[Recorded data]
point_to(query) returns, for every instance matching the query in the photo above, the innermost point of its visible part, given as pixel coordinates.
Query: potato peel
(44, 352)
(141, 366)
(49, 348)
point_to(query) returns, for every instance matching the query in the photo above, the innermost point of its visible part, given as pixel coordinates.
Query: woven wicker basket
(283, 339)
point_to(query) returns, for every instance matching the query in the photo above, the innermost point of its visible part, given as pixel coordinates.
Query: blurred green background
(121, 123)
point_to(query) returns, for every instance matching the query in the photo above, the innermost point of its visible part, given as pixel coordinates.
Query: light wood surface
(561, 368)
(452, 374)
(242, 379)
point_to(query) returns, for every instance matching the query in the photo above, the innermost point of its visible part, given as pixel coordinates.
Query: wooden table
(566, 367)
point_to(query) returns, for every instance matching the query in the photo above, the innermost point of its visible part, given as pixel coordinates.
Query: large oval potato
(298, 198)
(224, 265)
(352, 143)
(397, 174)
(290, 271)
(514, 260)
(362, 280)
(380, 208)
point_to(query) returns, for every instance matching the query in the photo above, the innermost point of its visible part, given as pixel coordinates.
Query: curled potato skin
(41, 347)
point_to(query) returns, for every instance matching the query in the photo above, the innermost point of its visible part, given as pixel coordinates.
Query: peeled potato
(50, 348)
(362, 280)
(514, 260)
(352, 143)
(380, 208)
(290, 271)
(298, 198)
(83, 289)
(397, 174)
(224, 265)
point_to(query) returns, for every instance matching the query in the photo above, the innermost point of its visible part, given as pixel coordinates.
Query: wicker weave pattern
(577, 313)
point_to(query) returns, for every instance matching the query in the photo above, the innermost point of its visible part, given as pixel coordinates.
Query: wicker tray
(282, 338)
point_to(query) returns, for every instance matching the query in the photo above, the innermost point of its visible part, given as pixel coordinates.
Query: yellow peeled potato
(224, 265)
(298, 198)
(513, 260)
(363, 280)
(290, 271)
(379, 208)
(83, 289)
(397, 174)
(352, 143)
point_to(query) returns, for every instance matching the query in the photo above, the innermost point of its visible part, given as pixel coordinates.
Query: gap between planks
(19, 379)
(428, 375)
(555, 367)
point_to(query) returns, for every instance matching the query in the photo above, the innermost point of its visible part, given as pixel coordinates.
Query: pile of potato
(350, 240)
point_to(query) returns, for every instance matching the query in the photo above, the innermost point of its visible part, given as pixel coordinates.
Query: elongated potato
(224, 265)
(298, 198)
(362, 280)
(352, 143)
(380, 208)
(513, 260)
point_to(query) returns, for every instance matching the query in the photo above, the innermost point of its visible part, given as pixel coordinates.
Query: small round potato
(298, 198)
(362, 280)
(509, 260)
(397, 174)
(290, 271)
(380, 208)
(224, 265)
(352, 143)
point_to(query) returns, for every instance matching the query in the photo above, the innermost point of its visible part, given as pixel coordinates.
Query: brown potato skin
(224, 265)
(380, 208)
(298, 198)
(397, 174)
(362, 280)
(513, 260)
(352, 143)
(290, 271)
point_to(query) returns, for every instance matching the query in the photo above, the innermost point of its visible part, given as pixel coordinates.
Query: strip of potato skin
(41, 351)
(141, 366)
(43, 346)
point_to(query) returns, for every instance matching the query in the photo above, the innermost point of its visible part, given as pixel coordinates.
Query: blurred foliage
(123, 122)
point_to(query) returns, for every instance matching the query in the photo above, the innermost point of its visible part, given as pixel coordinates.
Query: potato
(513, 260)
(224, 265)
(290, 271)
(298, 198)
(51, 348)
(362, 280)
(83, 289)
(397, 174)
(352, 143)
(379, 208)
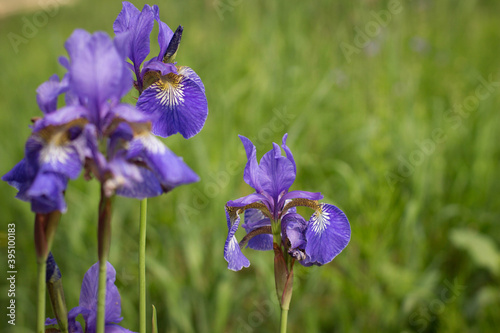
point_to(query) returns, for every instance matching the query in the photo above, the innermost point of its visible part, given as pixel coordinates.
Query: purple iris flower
(69, 139)
(271, 217)
(174, 96)
(87, 306)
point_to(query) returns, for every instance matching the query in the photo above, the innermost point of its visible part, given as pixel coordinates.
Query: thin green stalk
(45, 227)
(40, 306)
(101, 297)
(142, 266)
(103, 245)
(283, 320)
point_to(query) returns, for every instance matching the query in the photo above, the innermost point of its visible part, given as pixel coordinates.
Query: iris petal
(328, 233)
(276, 173)
(177, 104)
(254, 219)
(232, 252)
(170, 169)
(251, 172)
(47, 93)
(47, 193)
(88, 296)
(164, 33)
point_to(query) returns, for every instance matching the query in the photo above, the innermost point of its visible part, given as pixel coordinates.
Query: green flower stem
(103, 245)
(45, 227)
(40, 306)
(142, 266)
(283, 320)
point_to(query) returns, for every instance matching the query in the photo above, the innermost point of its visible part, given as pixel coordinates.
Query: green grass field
(392, 110)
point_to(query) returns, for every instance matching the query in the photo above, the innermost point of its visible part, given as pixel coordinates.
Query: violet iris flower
(174, 96)
(87, 306)
(69, 139)
(270, 214)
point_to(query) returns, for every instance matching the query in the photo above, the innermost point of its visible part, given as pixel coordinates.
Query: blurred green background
(392, 110)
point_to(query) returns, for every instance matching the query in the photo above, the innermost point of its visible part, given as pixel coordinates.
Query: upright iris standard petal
(95, 63)
(170, 169)
(276, 173)
(164, 33)
(328, 233)
(139, 26)
(232, 252)
(251, 173)
(177, 104)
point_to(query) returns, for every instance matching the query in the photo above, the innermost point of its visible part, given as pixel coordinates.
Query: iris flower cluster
(86, 127)
(112, 141)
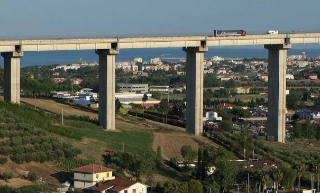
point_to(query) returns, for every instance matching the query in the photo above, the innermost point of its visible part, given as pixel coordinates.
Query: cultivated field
(171, 143)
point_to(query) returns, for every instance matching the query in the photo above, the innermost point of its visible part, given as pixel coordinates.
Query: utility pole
(248, 184)
(253, 154)
(62, 116)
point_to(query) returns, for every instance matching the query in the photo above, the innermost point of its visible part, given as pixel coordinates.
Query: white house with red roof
(89, 175)
(121, 185)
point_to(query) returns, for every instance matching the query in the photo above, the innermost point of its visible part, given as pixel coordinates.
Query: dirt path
(171, 143)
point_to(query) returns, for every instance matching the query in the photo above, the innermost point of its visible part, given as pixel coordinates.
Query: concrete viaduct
(194, 46)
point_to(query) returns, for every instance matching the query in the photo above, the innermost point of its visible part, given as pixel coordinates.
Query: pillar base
(12, 76)
(277, 91)
(107, 88)
(194, 76)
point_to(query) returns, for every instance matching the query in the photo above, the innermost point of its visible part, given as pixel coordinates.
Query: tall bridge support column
(194, 76)
(277, 91)
(12, 76)
(107, 87)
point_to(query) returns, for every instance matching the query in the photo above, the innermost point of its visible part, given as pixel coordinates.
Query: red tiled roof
(92, 168)
(117, 184)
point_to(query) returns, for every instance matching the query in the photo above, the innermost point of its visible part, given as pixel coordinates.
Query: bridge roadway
(194, 46)
(153, 42)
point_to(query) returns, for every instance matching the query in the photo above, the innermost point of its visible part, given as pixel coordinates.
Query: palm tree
(265, 180)
(277, 176)
(301, 170)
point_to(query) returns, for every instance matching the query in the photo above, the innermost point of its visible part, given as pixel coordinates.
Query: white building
(211, 116)
(137, 60)
(216, 59)
(156, 61)
(290, 76)
(302, 64)
(134, 68)
(159, 89)
(133, 88)
(310, 113)
(86, 177)
(121, 185)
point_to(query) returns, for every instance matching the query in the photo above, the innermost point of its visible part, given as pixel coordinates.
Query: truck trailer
(223, 33)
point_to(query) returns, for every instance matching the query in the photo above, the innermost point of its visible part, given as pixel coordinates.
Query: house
(121, 185)
(263, 165)
(264, 77)
(211, 116)
(225, 106)
(290, 77)
(59, 80)
(76, 81)
(312, 76)
(86, 177)
(310, 113)
(243, 90)
(211, 169)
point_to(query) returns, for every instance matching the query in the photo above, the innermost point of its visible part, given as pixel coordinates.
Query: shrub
(3, 160)
(32, 177)
(7, 176)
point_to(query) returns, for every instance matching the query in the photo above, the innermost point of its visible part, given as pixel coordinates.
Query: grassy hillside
(76, 128)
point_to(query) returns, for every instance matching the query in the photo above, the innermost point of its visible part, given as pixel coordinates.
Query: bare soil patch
(171, 143)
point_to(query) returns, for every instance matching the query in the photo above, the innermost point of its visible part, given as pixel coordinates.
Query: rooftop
(117, 184)
(92, 168)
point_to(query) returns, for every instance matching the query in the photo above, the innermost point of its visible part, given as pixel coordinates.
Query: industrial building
(133, 88)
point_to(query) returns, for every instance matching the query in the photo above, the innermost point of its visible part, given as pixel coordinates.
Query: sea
(69, 57)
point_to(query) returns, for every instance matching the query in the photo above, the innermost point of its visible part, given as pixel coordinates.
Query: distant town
(151, 151)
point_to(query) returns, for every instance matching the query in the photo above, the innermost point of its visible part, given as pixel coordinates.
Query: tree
(265, 180)
(159, 158)
(118, 104)
(32, 177)
(301, 170)
(316, 170)
(277, 176)
(226, 169)
(144, 99)
(226, 125)
(203, 163)
(195, 186)
(245, 141)
(317, 102)
(188, 154)
(289, 176)
(172, 186)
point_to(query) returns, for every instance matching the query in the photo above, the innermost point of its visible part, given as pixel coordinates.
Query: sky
(87, 18)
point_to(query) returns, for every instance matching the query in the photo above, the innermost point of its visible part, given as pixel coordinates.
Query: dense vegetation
(23, 142)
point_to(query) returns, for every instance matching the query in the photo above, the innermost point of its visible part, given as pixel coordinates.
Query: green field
(243, 97)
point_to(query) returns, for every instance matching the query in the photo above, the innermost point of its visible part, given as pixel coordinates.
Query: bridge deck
(153, 42)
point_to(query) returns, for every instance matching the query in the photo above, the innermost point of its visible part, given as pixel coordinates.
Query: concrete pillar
(107, 88)
(277, 91)
(194, 76)
(12, 76)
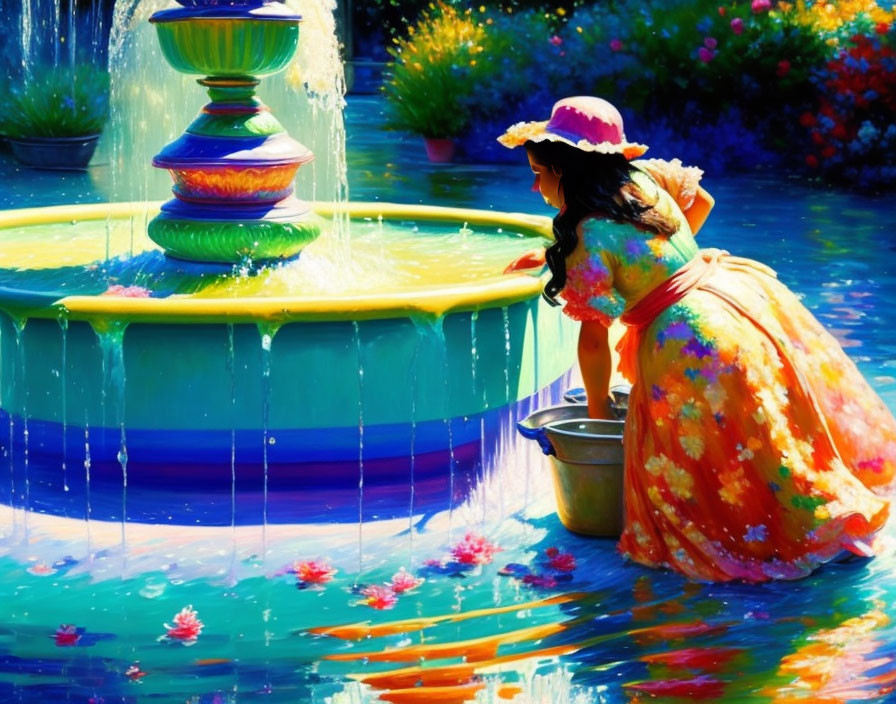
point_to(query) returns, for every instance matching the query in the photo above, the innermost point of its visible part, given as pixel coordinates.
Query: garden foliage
(56, 101)
(726, 84)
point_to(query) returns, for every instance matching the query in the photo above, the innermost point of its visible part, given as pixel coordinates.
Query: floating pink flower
(403, 581)
(67, 635)
(313, 571)
(474, 550)
(187, 626)
(539, 581)
(377, 597)
(41, 569)
(134, 673)
(560, 561)
(127, 291)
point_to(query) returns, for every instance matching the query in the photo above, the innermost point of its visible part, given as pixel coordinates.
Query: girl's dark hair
(593, 183)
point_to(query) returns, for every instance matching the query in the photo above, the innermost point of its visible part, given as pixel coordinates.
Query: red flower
(379, 597)
(560, 561)
(313, 571)
(474, 550)
(187, 626)
(134, 673)
(66, 635)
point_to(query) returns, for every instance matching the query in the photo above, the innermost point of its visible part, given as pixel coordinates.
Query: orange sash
(637, 318)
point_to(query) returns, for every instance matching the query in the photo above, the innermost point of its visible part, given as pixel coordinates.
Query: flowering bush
(433, 70)
(731, 85)
(58, 102)
(853, 130)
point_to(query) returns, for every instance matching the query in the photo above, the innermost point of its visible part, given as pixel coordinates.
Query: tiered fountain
(234, 168)
(163, 368)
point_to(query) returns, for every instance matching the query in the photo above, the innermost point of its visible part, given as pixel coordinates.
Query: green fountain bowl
(227, 46)
(233, 241)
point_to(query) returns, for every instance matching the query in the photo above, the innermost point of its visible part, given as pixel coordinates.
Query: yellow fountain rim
(512, 288)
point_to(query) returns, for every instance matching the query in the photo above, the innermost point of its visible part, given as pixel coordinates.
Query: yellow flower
(693, 445)
(733, 486)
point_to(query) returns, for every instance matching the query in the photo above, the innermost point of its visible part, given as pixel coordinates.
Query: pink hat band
(572, 124)
(585, 122)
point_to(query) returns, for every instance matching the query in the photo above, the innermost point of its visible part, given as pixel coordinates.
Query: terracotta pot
(57, 153)
(440, 150)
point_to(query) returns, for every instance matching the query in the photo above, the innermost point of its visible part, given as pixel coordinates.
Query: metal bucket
(587, 463)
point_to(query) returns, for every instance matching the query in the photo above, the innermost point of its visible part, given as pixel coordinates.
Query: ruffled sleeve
(677, 180)
(589, 292)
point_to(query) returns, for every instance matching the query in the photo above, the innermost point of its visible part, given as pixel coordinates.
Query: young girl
(752, 441)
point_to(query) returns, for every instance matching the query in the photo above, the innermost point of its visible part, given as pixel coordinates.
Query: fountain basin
(310, 377)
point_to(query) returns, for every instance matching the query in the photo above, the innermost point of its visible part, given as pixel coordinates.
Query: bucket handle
(539, 435)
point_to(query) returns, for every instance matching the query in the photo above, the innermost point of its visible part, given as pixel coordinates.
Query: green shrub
(432, 72)
(57, 101)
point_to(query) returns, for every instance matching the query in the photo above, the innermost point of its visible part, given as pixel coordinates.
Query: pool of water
(378, 256)
(605, 631)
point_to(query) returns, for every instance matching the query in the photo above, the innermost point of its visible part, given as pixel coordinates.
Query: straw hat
(584, 122)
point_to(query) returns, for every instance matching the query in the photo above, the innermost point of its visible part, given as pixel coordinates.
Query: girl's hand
(532, 259)
(601, 410)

PROBLEM DESCRIPTION: Exactly as they appear, write out the lines from the one containing "Query: fountain basin" through the final line of the entries above, both included.

RESULT BELOW:
Query: fountain basin
(310, 377)
point_to(query) returns, for every instance matching the query in the photo above, the innermost point of its visible part, given as pixel coordinates.
Query: bucket handle
(539, 435)
point_to(query) returns, for every instance matching the query in the photo above, the innermost point of its visible part, given as pixel coordinates.
Query: green shrub
(432, 72)
(57, 101)
point_to(query) returns, for every instance matching the query in the photo above, the innermost point of its visible part, given as pixel coordinates.
Query: pool of water
(378, 256)
(605, 631)
point_to(query) returns, for every instance matching the query in the photo above, the innermost point of its visible part, given as pixel coordinates.
Query: straw hat
(584, 122)
point_to(query) returns, for every instance matching the query in the photo above, the innermost point of its visible part, given as pixel coordinates.
Query: girl's hand
(532, 259)
(601, 410)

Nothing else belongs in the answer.